## WHAT IS REQUIRED
Show each line of the material below that contains the word "serves". Case counts.

## EXCERPTED DATA
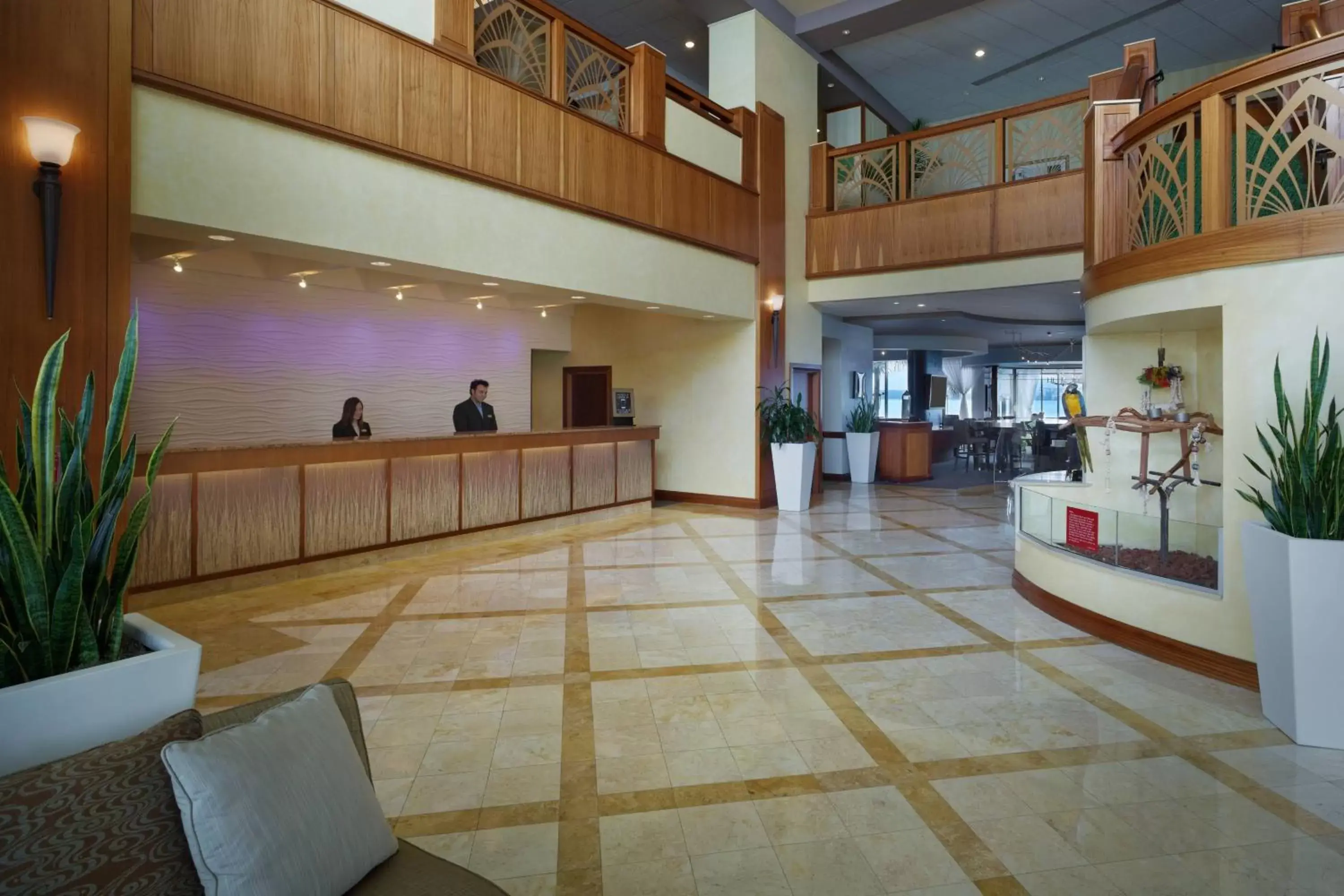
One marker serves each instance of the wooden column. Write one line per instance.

---

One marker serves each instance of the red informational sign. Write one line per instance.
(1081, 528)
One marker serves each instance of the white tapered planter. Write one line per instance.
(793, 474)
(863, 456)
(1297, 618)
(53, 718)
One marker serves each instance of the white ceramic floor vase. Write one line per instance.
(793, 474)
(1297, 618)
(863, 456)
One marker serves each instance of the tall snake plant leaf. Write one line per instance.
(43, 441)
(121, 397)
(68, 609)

## EXPECTED OUTPUT
One marker serves each instance of the wooden column. Write one line per instance.
One marker serves each instance of the red informational sign. Write one line per instance.
One marker serves each instance of the white tapered planter. Write one line per instance.
One marker serves each instance of the white ceramic floor vase. Write one line per instance.
One marker serves each instance of the tall snake plant leaf. Write one line per instance.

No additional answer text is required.